## [Problem to work on]
Reproduce the listing below exactly, except for its pictures.

**********

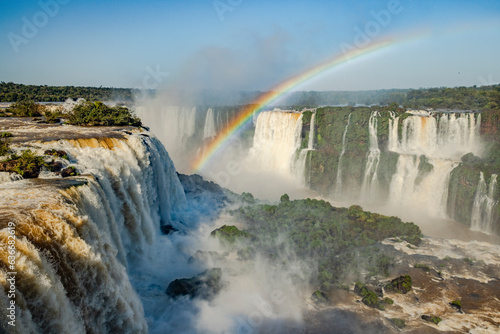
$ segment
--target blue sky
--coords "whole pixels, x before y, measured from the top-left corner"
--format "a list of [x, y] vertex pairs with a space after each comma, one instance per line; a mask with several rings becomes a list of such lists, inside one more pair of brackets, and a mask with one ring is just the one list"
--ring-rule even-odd
[[0, 81], [24, 84], [265, 91], [360, 32], [400, 42], [297, 89], [500, 82], [497, 0], [2, 1], [0, 32]]

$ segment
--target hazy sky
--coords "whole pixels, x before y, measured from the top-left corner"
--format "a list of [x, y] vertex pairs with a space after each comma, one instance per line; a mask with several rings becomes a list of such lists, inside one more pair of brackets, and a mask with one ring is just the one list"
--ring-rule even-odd
[[500, 82], [498, 0], [2, 1], [0, 81], [270, 90], [342, 54], [305, 90]]

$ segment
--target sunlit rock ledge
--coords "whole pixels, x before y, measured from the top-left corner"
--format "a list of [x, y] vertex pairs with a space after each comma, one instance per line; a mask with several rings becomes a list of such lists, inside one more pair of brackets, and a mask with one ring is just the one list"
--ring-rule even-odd
[[[38, 119], [38, 120], [37, 120]], [[48, 142], [60, 139], [124, 139], [127, 132], [144, 132], [142, 128], [130, 126], [75, 126], [40, 123], [36, 117], [0, 117], [0, 131], [13, 134], [13, 144], [28, 141]]]

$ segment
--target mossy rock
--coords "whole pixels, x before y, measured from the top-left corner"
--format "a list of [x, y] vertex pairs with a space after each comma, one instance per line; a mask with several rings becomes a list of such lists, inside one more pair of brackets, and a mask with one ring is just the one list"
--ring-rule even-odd
[[366, 284], [357, 282], [356, 285], [354, 286], [354, 292], [358, 294], [366, 306], [373, 307], [379, 310], [384, 310], [385, 307], [382, 305], [380, 302], [380, 299], [378, 298], [377, 294], [371, 290]]
[[176, 279], [167, 287], [166, 293], [172, 298], [190, 296], [210, 299], [222, 289], [222, 270], [214, 268], [192, 278]]
[[69, 166], [69, 167], [66, 167], [64, 168], [62, 171], [61, 171], [61, 176], [62, 177], [68, 177], [68, 176], [78, 176], [80, 175], [80, 173], [78, 173], [76, 171], [76, 168], [73, 167], [73, 166]]
[[311, 295], [311, 299], [319, 304], [327, 304], [330, 302], [330, 298], [328, 298], [328, 295], [320, 290], [314, 291], [314, 293]]
[[453, 307], [458, 312], [463, 313], [463, 311], [462, 311], [462, 302], [460, 300], [453, 300], [453, 301], [451, 301], [450, 302], [450, 306]]
[[241, 231], [234, 225], [224, 225], [222, 227], [219, 227], [218, 229], [213, 230], [210, 235], [229, 243], [234, 243], [237, 240], [248, 240], [255, 238], [253, 234]]
[[68, 154], [63, 150], [51, 149], [51, 150], [46, 150], [45, 152], [43, 152], [43, 154], [68, 160]]
[[408, 293], [412, 288], [412, 281], [409, 275], [399, 276], [384, 286], [385, 291], [400, 294]]
[[383, 302], [384, 304], [387, 304], [387, 305], [392, 305], [392, 304], [394, 304], [394, 300], [392, 300], [392, 299], [391, 299], [391, 298], [389, 298], [389, 297], [385, 297], [385, 298], [382, 300], [382, 302]]
[[422, 318], [425, 321], [432, 322], [436, 325], [438, 325], [442, 321], [442, 319], [440, 317], [430, 316], [430, 315], [425, 315], [425, 314], [422, 315], [420, 318]]
[[406, 322], [403, 319], [400, 318], [392, 318], [391, 322], [394, 326], [396, 326], [399, 329], [403, 329], [406, 327]]

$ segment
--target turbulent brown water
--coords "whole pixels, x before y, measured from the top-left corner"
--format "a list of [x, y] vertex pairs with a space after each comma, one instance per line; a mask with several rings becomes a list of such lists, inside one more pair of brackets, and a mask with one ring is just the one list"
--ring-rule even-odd
[[[69, 179], [48, 172], [34, 180], [3, 178], [0, 305], [6, 310], [15, 301], [16, 326], [2, 317], [1, 327], [9, 333], [147, 332], [127, 267], [148, 255], [160, 222], [171, 223], [174, 207], [185, 202], [161, 144], [124, 128], [1, 125], [17, 138], [15, 150], [65, 150], [84, 173]], [[12, 267], [9, 226], [15, 233]], [[8, 297], [11, 272], [15, 298]]]

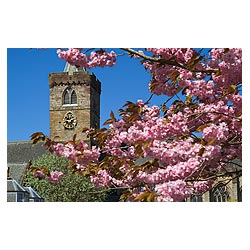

**********

## [Solution to this task]
$ segment
--target blue sky
--coords "whole pixels, x before y, measured from the top-left corner"
--format "a list of [x, y] vertex pairs with a space after each comma, one instance per line; a mask with several rings becomes a list of such lists, inside one more pair of brackets, and a mask with one ring is just the one list"
--ring-rule even-odd
[[0, 81], [24, 84], [265, 91], [360, 32], [400, 42], [297, 89], [500, 82], [497, 0], [2, 1], [0, 32]]

$ segment
--target hazy sky
--coords "whole pixels, x before y, measured from the top-left corner"
--format "a list of [x, y] vertex pairs with a space after each comma, one instance per line; a mask with several rings becomes a list of such lists, inside one more pair of brackets, and a mask with one ring is just the one list"
--ring-rule even-odd
[[500, 82], [498, 0], [2, 1], [0, 81], [270, 90], [342, 54], [305, 90]]

$ segment
--target sunlit rock ledge
--coords "whole pixels, x before y, measured from the top-left corner"
--format "a list of [x, y] vertex pairs with a space after each comma, one instance per line; a mask with several rings becomes a list of such lists, inside one more pair of brackets, and a mask with one ring is just the one list"
--ring-rule even-odd
[[[38, 119], [38, 120], [37, 120]], [[48, 142], [60, 139], [124, 139], [127, 132], [144, 132], [142, 128], [130, 126], [75, 126], [40, 123], [36, 117], [0, 117], [0, 131], [13, 134], [13, 144], [28, 141]]]

$ segment
--target mossy rock
--coords "whole pixels, x before y, measured from the top-left corner"
--format "a list of [x, y] vertex pairs with a space after each comma, one instance per line; a mask with several rings becomes a list of such lists, inside one more pair of brackets, and a mask with one ring is just the one list"
--ring-rule even-odd
[[366, 284], [357, 282], [356, 285], [354, 286], [354, 292], [358, 294], [366, 306], [373, 307], [379, 310], [384, 310], [385, 307], [382, 305], [380, 302], [380, 299], [378, 298], [377, 294], [371, 290]]
[[176, 279], [167, 287], [166, 293], [172, 298], [190, 296], [210, 299], [222, 289], [222, 270], [214, 268], [192, 278]]
[[69, 166], [69, 167], [66, 167], [64, 168], [62, 171], [61, 171], [61, 176], [62, 177], [68, 177], [68, 176], [78, 176], [80, 175], [80, 173], [78, 173], [76, 171], [76, 168], [73, 167], [73, 166]]
[[311, 295], [311, 299], [319, 304], [327, 304], [330, 302], [330, 298], [328, 298], [328, 295], [320, 290], [314, 291], [314, 293]]
[[453, 307], [458, 312], [463, 313], [463, 311], [462, 311], [462, 302], [460, 300], [453, 300], [453, 301], [451, 301], [450, 302], [450, 306]]
[[241, 231], [234, 225], [224, 225], [222, 227], [219, 227], [218, 229], [213, 230], [210, 235], [229, 243], [234, 243], [237, 240], [248, 240], [255, 238], [253, 234]]
[[68, 154], [63, 150], [51, 149], [51, 150], [46, 150], [45, 152], [43, 152], [43, 154], [68, 160]]
[[408, 293], [412, 288], [412, 281], [409, 275], [399, 276], [384, 286], [385, 291], [400, 294]]
[[383, 302], [384, 304], [387, 304], [387, 305], [392, 305], [392, 304], [394, 304], [394, 300], [392, 300], [392, 299], [391, 299], [391, 298], [389, 298], [389, 297], [385, 297], [385, 298], [382, 300], [382, 302]]
[[422, 318], [425, 321], [432, 322], [436, 325], [438, 325], [442, 321], [442, 319], [440, 317], [430, 316], [430, 315], [425, 315], [425, 314], [422, 315], [420, 318]]
[[406, 322], [403, 319], [400, 318], [392, 318], [391, 322], [394, 326], [396, 326], [399, 329], [403, 329], [406, 327]]

$ segment
--target turbulent brown water
--coords "whole pixels, x before y, measured from the top-left corner"
--format "a list of [x, y] vertex pairs with a space after each comma, one instance per line; a mask with several rings becomes a list of such lists, inside one more pair of brackets, and a mask with one ring is just the one list"
--ring-rule even-odd
[[[69, 179], [48, 172], [34, 180], [3, 178], [0, 305], [6, 310], [15, 301], [16, 326], [2, 317], [1, 327], [9, 333], [147, 332], [127, 267], [148, 255], [160, 222], [171, 223], [174, 207], [185, 202], [161, 144], [124, 128], [1, 125], [17, 138], [15, 150], [65, 150], [84, 173]], [[12, 267], [9, 226], [15, 233]], [[8, 297], [11, 272], [15, 298]]]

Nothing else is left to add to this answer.